▸ **WHAT NEEDS TO BE DONE**: Can you return, unchanged, the lines from the one that contains "Where can the paved" to the last line, with the pictures left out?

▸ **MATERIAL FOR THIS TASK**:
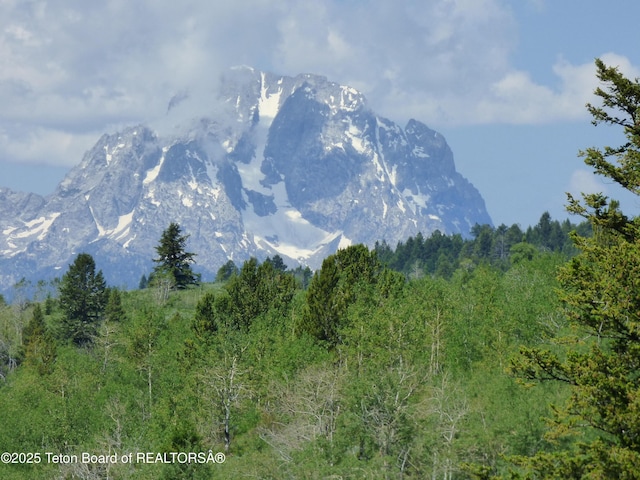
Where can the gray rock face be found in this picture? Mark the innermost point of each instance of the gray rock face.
(291, 166)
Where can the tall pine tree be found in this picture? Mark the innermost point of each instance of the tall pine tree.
(173, 259)
(601, 294)
(83, 296)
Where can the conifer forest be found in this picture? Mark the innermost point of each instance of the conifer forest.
(514, 353)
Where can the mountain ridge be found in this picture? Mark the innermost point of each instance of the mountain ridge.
(295, 166)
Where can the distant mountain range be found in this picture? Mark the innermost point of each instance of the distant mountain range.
(292, 166)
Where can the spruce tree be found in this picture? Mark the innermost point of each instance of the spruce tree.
(173, 259)
(38, 346)
(601, 295)
(83, 296)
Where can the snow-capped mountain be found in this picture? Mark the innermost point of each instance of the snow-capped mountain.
(292, 166)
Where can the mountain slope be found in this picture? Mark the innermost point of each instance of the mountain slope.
(294, 166)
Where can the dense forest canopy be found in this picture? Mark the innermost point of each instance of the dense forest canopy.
(512, 354)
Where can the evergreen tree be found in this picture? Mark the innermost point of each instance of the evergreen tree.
(336, 286)
(114, 311)
(173, 259)
(226, 271)
(601, 295)
(38, 346)
(83, 296)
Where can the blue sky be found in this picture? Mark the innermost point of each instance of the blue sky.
(504, 81)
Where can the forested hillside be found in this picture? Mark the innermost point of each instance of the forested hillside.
(366, 372)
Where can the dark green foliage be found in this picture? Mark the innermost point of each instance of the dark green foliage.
(334, 287)
(600, 359)
(173, 259)
(413, 388)
(226, 271)
(441, 255)
(114, 311)
(38, 345)
(256, 290)
(83, 296)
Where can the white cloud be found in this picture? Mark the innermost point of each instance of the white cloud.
(77, 69)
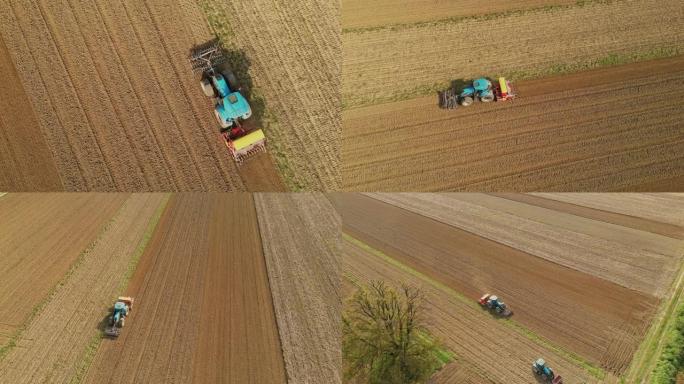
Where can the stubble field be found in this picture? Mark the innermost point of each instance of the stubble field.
(604, 129)
(456, 247)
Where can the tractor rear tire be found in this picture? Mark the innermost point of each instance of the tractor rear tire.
(232, 81)
(207, 88)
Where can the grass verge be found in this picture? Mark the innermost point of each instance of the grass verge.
(557, 69)
(592, 369)
(90, 350)
(38, 308)
(481, 17)
(219, 23)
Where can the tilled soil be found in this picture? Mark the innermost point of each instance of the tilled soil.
(300, 234)
(494, 352)
(598, 130)
(556, 302)
(203, 310)
(633, 258)
(293, 49)
(383, 65)
(27, 163)
(54, 343)
(113, 92)
(377, 13)
(41, 236)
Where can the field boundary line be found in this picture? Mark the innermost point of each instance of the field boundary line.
(571, 357)
(480, 17)
(220, 25)
(38, 308)
(557, 69)
(647, 354)
(90, 350)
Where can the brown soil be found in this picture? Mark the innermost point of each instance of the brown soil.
(27, 163)
(54, 344)
(364, 13)
(300, 234)
(294, 48)
(632, 258)
(561, 134)
(557, 303)
(203, 308)
(493, 351)
(114, 94)
(41, 235)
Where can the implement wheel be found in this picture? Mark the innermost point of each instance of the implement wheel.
(207, 88)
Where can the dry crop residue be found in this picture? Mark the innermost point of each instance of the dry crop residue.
(605, 329)
(113, 92)
(294, 50)
(41, 236)
(27, 163)
(203, 310)
(300, 234)
(376, 13)
(53, 345)
(395, 63)
(472, 334)
(610, 129)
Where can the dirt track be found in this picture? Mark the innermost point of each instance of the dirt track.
(399, 63)
(54, 343)
(114, 95)
(300, 234)
(294, 50)
(492, 350)
(26, 160)
(561, 134)
(40, 238)
(203, 307)
(558, 303)
(365, 13)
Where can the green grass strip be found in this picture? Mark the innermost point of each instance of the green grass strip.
(38, 308)
(610, 60)
(482, 17)
(91, 349)
(574, 358)
(219, 23)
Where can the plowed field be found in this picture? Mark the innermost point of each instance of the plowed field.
(41, 235)
(51, 348)
(293, 49)
(300, 234)
(610, 129)
(374, 13)
(114, 96)
(26, 160)
(203, 310)
(604, 328)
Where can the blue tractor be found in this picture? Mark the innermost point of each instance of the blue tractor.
(230, 105)
(545, 372)
(122, 308)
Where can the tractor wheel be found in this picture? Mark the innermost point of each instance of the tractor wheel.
(487, 98)
(232, 81)
(221, 123)
(207, 88)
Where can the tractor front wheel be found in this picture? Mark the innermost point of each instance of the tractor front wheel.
(207, 88)
(232, 81)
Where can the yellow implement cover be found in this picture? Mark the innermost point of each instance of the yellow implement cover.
(248, 140)
(502, 84)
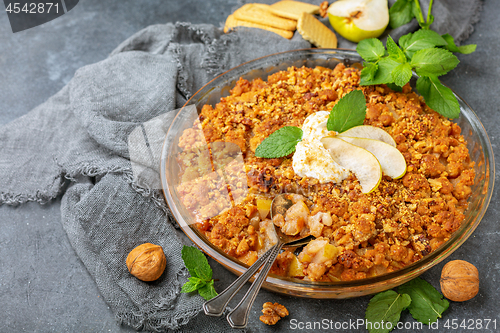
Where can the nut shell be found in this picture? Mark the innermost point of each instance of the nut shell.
(459, 280)
(146, 262)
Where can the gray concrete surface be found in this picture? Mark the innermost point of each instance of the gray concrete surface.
(44, 287)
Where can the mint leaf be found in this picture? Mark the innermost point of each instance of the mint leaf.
(280, 143)
(438, 97)
(433, 62)
(196, 263)
(385, 306)
(422, 39)
(402, 74)
(369, 70)
(349, 111)
(193, 284)
(427, 304)
(208, 291)
(400, 13)
(384, 73)
(201, 273)
(395, 87)
(371, 49)
(451, 46)
(394, 51)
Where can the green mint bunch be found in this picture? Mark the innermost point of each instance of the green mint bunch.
(424, 302)
(420, 52)
(403, 11)
(201, 273)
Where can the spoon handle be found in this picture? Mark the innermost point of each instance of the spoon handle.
(238, 318)
(216, 306)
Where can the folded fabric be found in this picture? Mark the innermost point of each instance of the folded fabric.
(77, 144)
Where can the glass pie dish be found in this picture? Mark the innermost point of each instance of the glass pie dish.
(473, 131)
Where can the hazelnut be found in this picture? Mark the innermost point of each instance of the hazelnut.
(459, 280)
(146, 262)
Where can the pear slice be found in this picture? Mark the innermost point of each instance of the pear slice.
(391, 160)
(359, 160)
(356, 20)
(369, 132)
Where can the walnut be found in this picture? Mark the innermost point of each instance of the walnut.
(146, 262)
(323, 7)
(459, 280)
(272, 313)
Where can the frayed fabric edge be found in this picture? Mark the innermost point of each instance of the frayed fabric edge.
(143, 321)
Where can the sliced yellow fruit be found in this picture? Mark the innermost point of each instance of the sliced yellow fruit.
(296, 268)
(328, 252)
(391, 160)
(360, 161)
(263, 206)
(369, 132)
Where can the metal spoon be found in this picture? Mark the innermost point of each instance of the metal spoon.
(238, 317)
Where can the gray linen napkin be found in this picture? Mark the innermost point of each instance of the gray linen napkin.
(77, 144)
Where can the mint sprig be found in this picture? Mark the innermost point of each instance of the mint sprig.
(280, 143)
(403, 11)
(427, 304)
(421, 52)
(201, 273)
(385, 307)
(348, 112)
(424, 302)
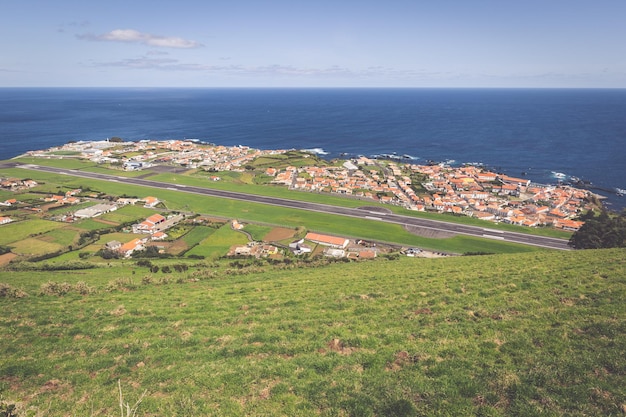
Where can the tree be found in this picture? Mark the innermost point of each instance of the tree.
(603, 231)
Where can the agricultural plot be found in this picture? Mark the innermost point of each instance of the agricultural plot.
(218, 243)
(64, 236)
(129, 213)
(192, 238)
(34, 246)
(93, 224)
(520, 334)
(13, 232)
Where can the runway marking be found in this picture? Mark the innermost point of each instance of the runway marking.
(494, 237)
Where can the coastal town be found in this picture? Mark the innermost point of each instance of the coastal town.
(467, 190)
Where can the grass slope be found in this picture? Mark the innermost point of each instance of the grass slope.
(517, 334)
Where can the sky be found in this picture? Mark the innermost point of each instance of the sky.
(313, 43)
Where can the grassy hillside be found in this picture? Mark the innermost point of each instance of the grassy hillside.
(517, 334)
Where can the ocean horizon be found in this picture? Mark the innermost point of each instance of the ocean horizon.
(546, 135)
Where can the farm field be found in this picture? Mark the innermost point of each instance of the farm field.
(513, 334)
(277, 216)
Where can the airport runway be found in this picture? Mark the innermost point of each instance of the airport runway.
(483, 232)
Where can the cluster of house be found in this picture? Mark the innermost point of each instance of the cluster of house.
(69, 197)
(468, 190)
(147, 152)
(153, 227)
(473, 191)
(334, 246)
(16, 184)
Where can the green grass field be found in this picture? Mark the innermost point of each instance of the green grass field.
(17, 231)
(501, 335)
(217, 243)
(251, 212)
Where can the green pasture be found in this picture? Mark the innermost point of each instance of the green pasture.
(218, 243)
(64, 236)
(251, 212)
(91, 224)
(505, 335)
(257, 231)
(16, 231)
(128, 213)
(33, 246)
(197, 234)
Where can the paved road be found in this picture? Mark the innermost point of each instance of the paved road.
(546, 242)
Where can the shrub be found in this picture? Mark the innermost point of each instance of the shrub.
(121, 284)
(82, 288)
(8, 291)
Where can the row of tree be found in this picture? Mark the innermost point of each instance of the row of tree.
(602, 231)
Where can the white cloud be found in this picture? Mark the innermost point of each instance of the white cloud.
(134, 36)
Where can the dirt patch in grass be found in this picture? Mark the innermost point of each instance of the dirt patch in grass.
(176, 247)
(427, 232)
(107, 222)
(375, 209)
(278, 234)
(6, 258)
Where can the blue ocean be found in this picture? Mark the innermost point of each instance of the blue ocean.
(546, 135)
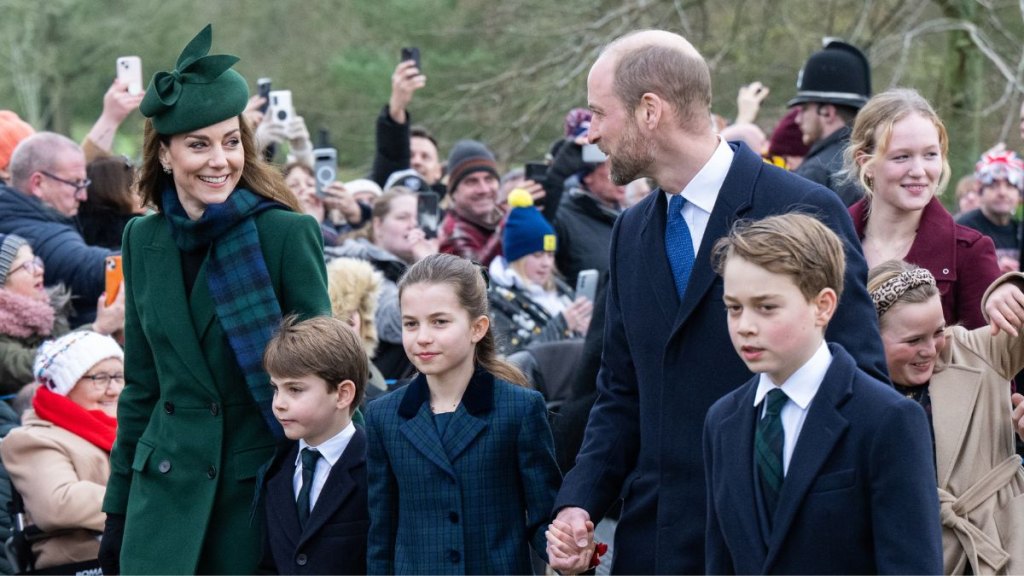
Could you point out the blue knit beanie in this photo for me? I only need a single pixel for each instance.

▸ **SOLUTION TO THE EXERCISE**:
Where can the paved road be found in this picture? Mark the innermost point of each instance of the paved road.
(546, 242)
Where can the shrub be found in this picture? Mark the innermost point of each instance of the shrub.
(121, 284)
(82, 288)
(8, 291)
Where can the row of tree be found in this picture? Mark the innermost point of each instance of the row of tree.
(602, 231)
Where can the white cloud be found in this picture? Mark the innermost point of each instance of the white cloud.
(134, 36)
Where can the dirt patch in grass be found in this picture? Mark the innermost point of each instance of the dirt patch in grass.
(176, 247)
(427, 232)
(107, 222)
(375, 209)
(278, 234)
(6, 258)
Where can the blue ocean be found in this picture? Mark the innermost point of each instance of the blue ocean.
(546, 135)
Could you point out the blue knit beanie in this photo for me? I only need a single pixel for each instance.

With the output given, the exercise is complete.